* _Consignes_:
1. Recopiez mot pour mot le passage de l'entretien sur l'affaire Gbagbo qui va de « Techniquement, à quoi » à « ne le sait. ».
2. Indiquez pour chacune des affirmations suivantes si elle concorde avec l'entretien sur l'affaire Gbagbo. Répondez par oui ou par non, puis citez textuellement les mots de l'entretien qui tranchent la question : (a) Selon Me Jean-Paul Benoit, Jean-Pierre Bemba était chef de l'État au moment des exactions commises en République centrafricaine. (b) D'après Me Jean-Paul Benoit, la Procureure a diligenté une enquête sur le camp Ouattara. (c) Me Jean-Pierre Mignard affirme savoir ce que la Cour va décider.

* _Texte de l'exercice_:
*****

L’affaire Jean-Pierre Bemba, relaxé par la CPI, n’est-elle pas pour quelque chose dans la demande d’acquittement de Laurent Gbagbo ?
Me Jean-Paul Benoit :
Depuis le début de la procédure, les avocats de Laurent Gbagbo répètent à satiété qu’il n’est pour rien dans ce qui s’est passé en Côte d’Ivoire. L’affaire Jean-Pierre Bemba est toute autre. Il n’était pas chef de l’Etat et n’était pas présent en République centrafricaine au moment où des milices ont pu commettre des exactions. Contrairement à Bemba, M. Gbagbo était chef de l’Etat, chef suprême des armées, chef de la police, chef de l’administration. Il était le patron. Il faut répéter inlassablement, qu’à partir du moment où Alassane Ouattara a accédé au pouvoir à l’issue de l’élection, les violences et les exactions avaient cessé. La Procureure est libre et indépendante. Je rappelle qu’elle a diligenté une enquête sur ce qu’on appelle « le camp Ouattara ». Le président Ouattara a toujours indiqué qu’il n’y aurait pas de justice à deux vitesses. Nous allons voir comment tout cela va évoluer. Mais on ne peut pas dire qu’une décision est rendue quand un procès n’est pas terminé.
« La Cour n’est aux ordres de personne »
Techniquement, à quoi peut-on s’attendre ?
Me Jean-Pierre Mignard :
C’est à la Cour de décider. La Cour est indépendante, souveraine. Personne ne le sait.
Me Jean-Paul Benoit :
On ne peut préjuger de la décision de la Cour. Nous souhaitons que la procédure aille à son terme. Avec l’audition des témoins de la défense, les réquisitions finales et les plaidoiries finales. La Cour n’est aux ordres de personne.
On ne peut pas non plus nier que, pour l’opinion, il y a un lien entre l’affaire Laurent Gbagbo-CPI et l’agenda politique de la Côte d’Ivoire ?
Me Jean-Paul Benoit :
L’emploi du temps, les travaux de la CPI ne dépendent pas des échéances politiques. Les séquences de la justice n’ont pas de lien avec le calendrier politique. Dans les régimes démocratiques, les opinions publiques doivent s’habituer à ce que la justice ne marche pas aux coups de sifflet des responsables politiques. Les décisions de justice peuvent avoir des conséquences politiques. La politique n’a pas d’influence sur le déroulement des procédures et ne doit pas avoir non plus d’influence sur ses décisions.
Les pays qui ont ratifié le Statut de Rome l’ont fait pour ces raisons de principe.

*****

* _Entrées enregistrées_:
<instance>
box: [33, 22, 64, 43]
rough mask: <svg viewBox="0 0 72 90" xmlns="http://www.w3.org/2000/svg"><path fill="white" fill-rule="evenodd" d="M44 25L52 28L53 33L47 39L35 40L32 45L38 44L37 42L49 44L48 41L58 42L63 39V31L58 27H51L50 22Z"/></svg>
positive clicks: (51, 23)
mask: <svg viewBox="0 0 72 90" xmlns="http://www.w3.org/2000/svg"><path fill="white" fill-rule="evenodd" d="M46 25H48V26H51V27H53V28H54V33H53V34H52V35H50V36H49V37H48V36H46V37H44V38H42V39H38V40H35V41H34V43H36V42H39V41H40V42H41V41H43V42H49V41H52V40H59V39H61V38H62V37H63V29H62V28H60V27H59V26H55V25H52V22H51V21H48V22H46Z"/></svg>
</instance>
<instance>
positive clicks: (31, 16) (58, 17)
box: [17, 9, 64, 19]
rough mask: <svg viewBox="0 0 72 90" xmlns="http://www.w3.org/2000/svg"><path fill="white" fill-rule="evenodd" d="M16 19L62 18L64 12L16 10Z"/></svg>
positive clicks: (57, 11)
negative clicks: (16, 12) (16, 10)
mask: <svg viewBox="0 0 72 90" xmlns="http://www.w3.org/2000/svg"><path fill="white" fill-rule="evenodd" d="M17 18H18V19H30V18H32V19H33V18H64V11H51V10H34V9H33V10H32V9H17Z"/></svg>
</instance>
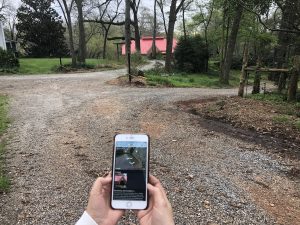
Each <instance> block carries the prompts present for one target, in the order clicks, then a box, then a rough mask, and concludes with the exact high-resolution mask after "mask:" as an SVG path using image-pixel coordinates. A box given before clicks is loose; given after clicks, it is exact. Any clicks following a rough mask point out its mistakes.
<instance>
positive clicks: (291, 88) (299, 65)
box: [288, 55, 300, 101]
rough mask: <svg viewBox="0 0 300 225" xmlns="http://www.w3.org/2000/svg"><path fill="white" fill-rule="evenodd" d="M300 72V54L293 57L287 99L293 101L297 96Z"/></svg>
mask: <svg viewBox="0 0 300 225" xmlns="http://www.w3.org/2000/svg"><path fill="white" fill-rule="evenodd" d="M299 74H300V55H296V56H295V57H294V62H293V69H292V71H291V80H290V86H289V90H288V101H294V100H296V97H297V90H298V81H299Z"/></svg>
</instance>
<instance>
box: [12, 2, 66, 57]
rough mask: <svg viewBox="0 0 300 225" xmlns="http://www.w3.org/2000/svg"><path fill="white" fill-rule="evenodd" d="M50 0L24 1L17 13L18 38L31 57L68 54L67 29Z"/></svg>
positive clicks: (23, 46) (48, 56)
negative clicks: (66, 30) (56, 11)
mask: <svg viewBox="0 0 300 225" xmlns="http://www.w3.org/2000/svg"><path fill="white" fill-rule="evenodd" d="M52 3H53V1H52V0H51V1H49V0H22V5H21V7H20V8H19V9H18V11H17V20H18V23H17V25H16V28H17V30H18V38H19V40H20V43H21V46H22V47H23V48H24V50H25V52H26V54H27V55H28V56H31V57H52V56H62V55H66V54H67V53H68V50H67V45H66V42H65V37H64V32H65V28H64V27H63V25H62V20H61V17H60V16H59V15H58V13H57V12H56V11H55V10H54V9H53V8H52V7H51V4H52Z"/></svg>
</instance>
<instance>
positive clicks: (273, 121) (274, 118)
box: [273, 115, 290, 123]
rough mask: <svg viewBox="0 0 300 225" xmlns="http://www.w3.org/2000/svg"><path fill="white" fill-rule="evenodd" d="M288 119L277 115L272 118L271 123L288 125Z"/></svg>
mask: <svg viewBox="0 0 300 225" xmlns="http://www.w3.org/2000/svg"><path fill="white" fill-rule="evenodd" d="M289 120H290V119H289V117H288V116H286V115H279V116H274V117H273V122H274V123H288V122H289Z"/></svg>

*****

* _Réponses rédigées_:
1.
Techniquement, à quoi peut-on s’attendre ?
Me Jean-Pierre Mignard :
C’est à la Cour de décider. La Cour est indépendante, souveraine. Personne ne le sait.

2.
(a) Non : « Il n’était pas chef de l’Etat et n’était pas présent en République centrafricaine au moment où des milices ont pu commettre des exactions. »
(b) Oui : « Je rappelle qu’elle a diligenté une enquête sur ce qu’on appelle « le camp Ouattara ». »
(c) Non : « Personne ne le sait. »